> _WHAT YOU SHOULD DO_: Each line of the entries below that includes "stick" belongs in your answer.
-------- PROVIDED DATA --------
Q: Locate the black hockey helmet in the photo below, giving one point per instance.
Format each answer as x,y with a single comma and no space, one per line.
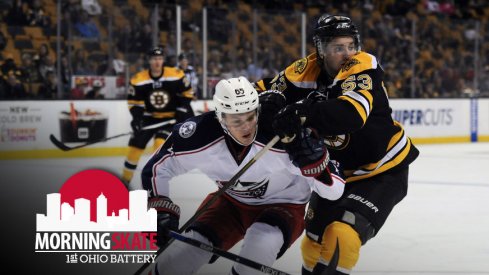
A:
330,26
182,56
156,51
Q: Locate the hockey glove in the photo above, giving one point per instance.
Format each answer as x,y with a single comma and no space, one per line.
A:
137,119
136,125
271,102
288,122
168,215
182,113
308,153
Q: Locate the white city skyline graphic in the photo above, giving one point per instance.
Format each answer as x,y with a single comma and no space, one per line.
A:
64,217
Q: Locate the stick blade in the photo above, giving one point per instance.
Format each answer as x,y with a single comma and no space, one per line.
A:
58,143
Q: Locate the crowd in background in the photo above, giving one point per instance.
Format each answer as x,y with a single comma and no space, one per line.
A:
447,54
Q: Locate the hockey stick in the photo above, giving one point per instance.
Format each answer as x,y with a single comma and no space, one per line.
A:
64,147
219,192
228,255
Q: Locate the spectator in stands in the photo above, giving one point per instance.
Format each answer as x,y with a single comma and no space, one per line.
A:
86,28
30,72
3,41
42,52
142,38
36,16
118,64
92,7
49,88
66,74
95,92
78,92
8,64
17,16
80,63
13,87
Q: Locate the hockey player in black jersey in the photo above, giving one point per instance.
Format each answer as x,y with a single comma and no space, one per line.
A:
157,94
339,91
265,207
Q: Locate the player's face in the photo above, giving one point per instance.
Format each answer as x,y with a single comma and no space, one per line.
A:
--------
> _RESULT OF THIS EXERCISE_:
Q: Locate the stick blade in the photo above, giving one point per instance.
Q: Locate the hockey stick in the photo above, giving one point per instance.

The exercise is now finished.